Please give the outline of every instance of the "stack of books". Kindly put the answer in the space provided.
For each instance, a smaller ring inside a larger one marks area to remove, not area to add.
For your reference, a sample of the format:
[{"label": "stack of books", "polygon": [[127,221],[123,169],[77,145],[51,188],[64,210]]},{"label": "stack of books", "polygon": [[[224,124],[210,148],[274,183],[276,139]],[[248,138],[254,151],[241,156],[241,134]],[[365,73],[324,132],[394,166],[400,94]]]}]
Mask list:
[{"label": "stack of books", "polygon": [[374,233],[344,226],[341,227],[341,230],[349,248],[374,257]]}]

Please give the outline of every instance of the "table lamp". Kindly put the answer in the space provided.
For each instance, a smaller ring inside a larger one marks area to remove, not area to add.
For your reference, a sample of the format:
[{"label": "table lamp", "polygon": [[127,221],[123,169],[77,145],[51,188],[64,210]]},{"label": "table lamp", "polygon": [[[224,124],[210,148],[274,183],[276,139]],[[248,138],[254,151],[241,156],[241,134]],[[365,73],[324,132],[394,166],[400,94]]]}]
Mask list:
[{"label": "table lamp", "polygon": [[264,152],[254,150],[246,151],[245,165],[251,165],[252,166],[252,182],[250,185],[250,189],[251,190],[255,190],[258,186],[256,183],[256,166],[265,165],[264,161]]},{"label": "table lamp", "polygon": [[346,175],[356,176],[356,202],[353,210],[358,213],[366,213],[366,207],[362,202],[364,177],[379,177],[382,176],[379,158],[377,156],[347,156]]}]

———

### Task statement
Report each line of the rows above that contains the word "instance".

### Written solution
Please give the outline of every instance of the "stack of books". Kindly put the answer in the space provided.
For each instance, a smaller ring inside a larger one marks area to remove, not area to add.
Please give the outline of every instance of the "table lamp". Kindly put the answer in the space provided.
For each instance, a smaller ring inside a larger one marks area to remove, not area to add.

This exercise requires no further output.